=== Passage shown ===

Definitely possible–that’s what happened in this accident.

FTR, I was driving the car and injuries were minor.

She didn’t hit the car travelling in front of her, she had the right of way at a light and another car turned left in front of her.

And my Mom has always had it in for her, simply because she was a good student and had many accomplishments, while Mom’s own kids and grandkids ( except yours truly) were living out episodes of “My Name is Earl”…I used to joke that watching that show was like home movies.

I’d like to take this opportunity to pit the landscaper dudes at my apartment complex. They take great joy in using their leaf blowers to give every vehicle in the parking lot a nice coat of dust. I’ve even had them dust my car when I was sitting in it, fer og’s sake. He looked all surprised when I got out and told him to knock it off, but I know he did it on purpose. He might’ve be a jerk, but I know he wasn’t stupid.

=== Provided records ===

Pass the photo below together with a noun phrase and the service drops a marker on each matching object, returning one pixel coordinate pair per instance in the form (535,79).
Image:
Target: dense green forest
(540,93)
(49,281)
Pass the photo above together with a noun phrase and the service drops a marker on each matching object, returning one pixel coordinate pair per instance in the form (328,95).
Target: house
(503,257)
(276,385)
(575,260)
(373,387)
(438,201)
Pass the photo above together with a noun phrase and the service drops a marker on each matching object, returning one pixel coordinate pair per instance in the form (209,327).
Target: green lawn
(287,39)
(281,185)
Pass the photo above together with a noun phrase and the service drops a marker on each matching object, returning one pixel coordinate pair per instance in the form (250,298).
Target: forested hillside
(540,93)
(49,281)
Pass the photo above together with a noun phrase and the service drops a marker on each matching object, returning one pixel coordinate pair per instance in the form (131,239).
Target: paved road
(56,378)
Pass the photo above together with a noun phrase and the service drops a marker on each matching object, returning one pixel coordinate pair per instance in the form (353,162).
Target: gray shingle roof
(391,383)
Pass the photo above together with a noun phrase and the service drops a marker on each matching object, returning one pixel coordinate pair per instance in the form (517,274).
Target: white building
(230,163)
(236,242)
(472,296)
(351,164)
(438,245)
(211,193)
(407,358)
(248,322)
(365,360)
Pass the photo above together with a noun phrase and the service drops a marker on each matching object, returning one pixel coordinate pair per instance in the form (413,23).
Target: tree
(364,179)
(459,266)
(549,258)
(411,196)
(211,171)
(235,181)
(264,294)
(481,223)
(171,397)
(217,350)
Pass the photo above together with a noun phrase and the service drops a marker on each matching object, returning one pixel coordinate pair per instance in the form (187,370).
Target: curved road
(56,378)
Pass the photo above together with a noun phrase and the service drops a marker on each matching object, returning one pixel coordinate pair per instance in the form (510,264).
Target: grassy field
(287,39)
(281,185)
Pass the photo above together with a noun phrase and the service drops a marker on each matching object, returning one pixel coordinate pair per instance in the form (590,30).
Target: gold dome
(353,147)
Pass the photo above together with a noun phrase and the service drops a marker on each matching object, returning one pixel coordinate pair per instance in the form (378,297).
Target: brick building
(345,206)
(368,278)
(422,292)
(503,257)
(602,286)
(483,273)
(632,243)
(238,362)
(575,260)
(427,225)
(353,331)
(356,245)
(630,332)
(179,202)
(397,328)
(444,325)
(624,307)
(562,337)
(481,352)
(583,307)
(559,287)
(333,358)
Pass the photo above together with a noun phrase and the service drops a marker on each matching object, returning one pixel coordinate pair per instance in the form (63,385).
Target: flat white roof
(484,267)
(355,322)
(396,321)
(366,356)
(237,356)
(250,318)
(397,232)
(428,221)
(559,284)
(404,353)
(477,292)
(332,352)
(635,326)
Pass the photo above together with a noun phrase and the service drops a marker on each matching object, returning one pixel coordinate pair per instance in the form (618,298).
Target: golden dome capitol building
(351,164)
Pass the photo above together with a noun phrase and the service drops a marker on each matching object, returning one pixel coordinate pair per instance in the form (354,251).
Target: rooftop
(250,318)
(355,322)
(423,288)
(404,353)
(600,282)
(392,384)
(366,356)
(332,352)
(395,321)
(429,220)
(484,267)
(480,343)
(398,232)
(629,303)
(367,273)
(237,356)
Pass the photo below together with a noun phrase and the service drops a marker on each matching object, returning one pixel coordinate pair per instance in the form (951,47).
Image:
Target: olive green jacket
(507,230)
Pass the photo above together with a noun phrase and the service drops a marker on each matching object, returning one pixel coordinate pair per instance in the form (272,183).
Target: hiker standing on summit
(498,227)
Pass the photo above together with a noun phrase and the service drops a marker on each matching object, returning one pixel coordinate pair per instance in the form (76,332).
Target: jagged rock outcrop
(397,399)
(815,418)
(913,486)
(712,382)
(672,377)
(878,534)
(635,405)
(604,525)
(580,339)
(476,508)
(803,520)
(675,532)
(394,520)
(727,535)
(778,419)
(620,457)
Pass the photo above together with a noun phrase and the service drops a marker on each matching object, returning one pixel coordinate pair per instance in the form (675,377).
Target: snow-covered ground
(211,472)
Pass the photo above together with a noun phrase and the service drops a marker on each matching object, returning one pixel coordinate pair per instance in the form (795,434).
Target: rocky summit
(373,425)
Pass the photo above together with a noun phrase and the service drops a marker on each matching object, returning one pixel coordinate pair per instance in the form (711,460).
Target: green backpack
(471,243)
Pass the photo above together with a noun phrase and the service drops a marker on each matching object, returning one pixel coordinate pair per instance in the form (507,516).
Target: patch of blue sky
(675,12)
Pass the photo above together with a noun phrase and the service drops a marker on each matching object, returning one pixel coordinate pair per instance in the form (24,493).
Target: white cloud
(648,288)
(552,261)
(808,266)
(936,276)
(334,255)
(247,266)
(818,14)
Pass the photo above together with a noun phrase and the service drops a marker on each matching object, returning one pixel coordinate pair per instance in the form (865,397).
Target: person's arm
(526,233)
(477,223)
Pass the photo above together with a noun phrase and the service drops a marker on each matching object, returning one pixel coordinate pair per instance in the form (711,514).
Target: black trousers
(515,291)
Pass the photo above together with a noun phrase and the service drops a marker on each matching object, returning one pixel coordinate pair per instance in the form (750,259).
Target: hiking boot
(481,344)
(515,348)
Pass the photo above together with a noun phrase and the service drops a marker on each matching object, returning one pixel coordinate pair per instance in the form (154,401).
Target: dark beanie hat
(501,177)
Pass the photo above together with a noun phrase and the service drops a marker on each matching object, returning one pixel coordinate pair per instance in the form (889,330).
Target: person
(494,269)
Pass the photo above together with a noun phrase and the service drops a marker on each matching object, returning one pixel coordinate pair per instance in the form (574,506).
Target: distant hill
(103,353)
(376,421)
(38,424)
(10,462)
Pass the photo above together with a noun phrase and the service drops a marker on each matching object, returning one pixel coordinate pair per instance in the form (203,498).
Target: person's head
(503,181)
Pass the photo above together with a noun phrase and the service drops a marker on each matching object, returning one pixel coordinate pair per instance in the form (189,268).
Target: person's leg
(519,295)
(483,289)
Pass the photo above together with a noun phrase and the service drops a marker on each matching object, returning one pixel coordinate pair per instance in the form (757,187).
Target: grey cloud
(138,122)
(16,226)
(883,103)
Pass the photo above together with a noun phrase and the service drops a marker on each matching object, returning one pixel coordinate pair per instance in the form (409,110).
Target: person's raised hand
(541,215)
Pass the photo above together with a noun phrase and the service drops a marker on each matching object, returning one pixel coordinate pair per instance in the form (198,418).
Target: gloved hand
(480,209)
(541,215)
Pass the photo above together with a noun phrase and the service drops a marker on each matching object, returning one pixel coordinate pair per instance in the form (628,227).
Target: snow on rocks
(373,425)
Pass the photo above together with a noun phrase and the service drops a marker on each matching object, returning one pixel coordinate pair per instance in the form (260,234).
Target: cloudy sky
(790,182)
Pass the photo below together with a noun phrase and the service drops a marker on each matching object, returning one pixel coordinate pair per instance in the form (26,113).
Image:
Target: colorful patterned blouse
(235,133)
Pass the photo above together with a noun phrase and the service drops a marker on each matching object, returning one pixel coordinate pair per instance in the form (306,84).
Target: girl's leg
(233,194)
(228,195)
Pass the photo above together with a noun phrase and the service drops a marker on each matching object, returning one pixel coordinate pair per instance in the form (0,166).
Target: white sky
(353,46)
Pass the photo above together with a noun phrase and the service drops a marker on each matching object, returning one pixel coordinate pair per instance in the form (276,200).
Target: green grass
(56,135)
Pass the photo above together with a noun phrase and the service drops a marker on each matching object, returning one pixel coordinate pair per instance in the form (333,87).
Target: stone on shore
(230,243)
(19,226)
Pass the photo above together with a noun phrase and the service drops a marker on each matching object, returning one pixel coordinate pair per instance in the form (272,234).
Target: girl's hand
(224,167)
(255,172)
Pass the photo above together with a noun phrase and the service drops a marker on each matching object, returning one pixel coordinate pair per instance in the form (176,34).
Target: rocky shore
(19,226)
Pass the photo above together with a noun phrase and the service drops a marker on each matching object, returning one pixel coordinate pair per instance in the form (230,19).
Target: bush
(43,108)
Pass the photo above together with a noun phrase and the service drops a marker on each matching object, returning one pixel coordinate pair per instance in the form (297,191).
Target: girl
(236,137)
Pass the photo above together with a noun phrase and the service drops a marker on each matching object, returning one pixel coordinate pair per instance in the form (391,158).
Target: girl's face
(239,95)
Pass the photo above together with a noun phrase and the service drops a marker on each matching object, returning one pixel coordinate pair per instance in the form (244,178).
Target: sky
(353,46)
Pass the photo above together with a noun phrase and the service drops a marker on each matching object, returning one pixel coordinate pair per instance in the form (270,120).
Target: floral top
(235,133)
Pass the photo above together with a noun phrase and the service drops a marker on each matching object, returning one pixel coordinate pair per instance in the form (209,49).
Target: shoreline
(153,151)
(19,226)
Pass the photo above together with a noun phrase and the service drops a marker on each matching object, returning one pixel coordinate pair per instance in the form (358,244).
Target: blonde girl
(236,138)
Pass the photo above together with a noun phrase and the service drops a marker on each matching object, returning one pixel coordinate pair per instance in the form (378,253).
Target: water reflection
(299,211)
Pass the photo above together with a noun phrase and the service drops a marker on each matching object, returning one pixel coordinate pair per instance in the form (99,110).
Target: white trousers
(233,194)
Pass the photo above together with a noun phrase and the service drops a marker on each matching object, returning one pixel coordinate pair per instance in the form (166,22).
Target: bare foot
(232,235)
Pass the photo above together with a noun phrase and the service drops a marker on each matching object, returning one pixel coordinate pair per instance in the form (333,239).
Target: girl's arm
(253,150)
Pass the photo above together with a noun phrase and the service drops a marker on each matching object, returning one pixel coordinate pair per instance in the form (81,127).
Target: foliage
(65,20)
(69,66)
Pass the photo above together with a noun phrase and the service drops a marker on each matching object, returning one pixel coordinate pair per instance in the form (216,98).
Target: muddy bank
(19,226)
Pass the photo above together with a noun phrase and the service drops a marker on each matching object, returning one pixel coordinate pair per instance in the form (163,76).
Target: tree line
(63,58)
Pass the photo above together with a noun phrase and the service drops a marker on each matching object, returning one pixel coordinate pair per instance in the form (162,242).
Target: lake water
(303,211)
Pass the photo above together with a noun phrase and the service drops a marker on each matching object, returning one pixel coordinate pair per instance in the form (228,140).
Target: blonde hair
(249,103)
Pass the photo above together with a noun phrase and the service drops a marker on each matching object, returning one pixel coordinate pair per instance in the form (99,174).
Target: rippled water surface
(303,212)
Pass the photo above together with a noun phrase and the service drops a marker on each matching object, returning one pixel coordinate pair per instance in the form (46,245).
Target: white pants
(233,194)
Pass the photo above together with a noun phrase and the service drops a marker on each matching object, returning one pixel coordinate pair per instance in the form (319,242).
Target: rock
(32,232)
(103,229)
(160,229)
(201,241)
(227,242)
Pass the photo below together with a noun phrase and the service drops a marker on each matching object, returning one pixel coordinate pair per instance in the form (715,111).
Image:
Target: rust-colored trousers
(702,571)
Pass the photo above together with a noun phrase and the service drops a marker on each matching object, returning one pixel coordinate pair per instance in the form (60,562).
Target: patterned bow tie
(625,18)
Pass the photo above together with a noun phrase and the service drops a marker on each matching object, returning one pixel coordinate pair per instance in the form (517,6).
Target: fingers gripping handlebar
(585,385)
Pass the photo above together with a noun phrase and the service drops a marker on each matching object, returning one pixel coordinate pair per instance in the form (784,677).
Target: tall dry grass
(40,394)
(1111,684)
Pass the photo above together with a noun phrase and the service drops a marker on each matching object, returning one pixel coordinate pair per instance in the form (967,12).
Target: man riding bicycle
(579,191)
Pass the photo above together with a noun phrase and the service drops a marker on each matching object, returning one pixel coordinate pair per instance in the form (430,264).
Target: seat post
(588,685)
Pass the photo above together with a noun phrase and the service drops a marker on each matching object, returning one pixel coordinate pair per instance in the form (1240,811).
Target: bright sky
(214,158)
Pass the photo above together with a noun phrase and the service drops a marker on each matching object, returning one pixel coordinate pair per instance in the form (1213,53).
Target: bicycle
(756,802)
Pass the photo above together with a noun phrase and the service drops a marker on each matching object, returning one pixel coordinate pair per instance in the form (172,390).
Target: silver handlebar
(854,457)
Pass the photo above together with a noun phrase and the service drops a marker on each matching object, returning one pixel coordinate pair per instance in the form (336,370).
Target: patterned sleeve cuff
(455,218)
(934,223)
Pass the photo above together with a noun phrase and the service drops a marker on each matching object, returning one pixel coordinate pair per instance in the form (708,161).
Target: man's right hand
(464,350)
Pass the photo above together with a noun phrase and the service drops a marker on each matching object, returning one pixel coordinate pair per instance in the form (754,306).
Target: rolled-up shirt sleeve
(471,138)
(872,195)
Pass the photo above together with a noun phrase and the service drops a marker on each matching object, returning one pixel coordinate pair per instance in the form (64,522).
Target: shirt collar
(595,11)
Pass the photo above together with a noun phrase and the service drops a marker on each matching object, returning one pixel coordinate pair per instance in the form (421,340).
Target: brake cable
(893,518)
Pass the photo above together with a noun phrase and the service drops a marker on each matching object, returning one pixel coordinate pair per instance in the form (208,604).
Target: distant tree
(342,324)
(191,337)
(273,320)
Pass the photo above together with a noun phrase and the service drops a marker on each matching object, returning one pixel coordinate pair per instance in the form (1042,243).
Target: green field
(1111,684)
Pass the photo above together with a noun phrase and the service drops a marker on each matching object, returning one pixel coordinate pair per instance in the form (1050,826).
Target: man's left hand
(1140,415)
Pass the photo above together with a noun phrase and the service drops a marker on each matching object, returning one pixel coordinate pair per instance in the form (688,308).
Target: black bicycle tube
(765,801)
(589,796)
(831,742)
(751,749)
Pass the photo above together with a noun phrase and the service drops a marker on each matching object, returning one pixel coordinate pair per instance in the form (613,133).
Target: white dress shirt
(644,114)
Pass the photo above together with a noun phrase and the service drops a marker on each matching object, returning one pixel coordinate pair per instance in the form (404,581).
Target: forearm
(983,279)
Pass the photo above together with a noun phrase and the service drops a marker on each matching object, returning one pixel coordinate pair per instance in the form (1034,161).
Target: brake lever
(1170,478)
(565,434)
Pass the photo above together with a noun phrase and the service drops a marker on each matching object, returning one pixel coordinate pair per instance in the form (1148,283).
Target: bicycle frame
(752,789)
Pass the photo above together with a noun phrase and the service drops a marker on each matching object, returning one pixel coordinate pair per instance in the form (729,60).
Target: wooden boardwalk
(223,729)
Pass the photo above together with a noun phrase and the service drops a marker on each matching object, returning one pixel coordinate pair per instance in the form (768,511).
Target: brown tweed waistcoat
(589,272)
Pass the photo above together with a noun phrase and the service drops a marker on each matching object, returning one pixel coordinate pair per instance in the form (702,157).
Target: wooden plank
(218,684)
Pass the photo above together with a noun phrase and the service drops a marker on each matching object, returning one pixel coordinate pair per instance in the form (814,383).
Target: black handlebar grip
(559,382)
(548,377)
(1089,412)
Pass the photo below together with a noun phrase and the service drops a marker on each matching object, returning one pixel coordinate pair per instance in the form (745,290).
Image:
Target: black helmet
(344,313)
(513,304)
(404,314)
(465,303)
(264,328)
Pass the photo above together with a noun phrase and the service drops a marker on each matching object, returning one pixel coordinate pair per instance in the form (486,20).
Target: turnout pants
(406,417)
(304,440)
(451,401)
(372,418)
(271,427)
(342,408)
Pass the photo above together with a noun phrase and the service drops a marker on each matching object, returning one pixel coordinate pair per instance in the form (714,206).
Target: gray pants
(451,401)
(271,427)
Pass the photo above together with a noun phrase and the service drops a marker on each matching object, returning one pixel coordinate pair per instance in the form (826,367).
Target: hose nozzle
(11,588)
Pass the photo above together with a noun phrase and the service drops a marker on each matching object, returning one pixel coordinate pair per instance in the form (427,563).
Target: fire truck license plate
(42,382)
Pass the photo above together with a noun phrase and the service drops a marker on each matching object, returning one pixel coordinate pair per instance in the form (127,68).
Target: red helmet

===

▶ **What you are asked to do**
Quote the passage above, starting with "And my Mom has" and going on through "like home movies.".

▶ **Exercise output**
And my Mom has always had it in for her, simply because she was a good student and had many accomplishments, while Mom’s own kids and grandkids ( except yours truly) were living out episodes of “My Name is Earl”…I used to joke that watching that show was like home movies.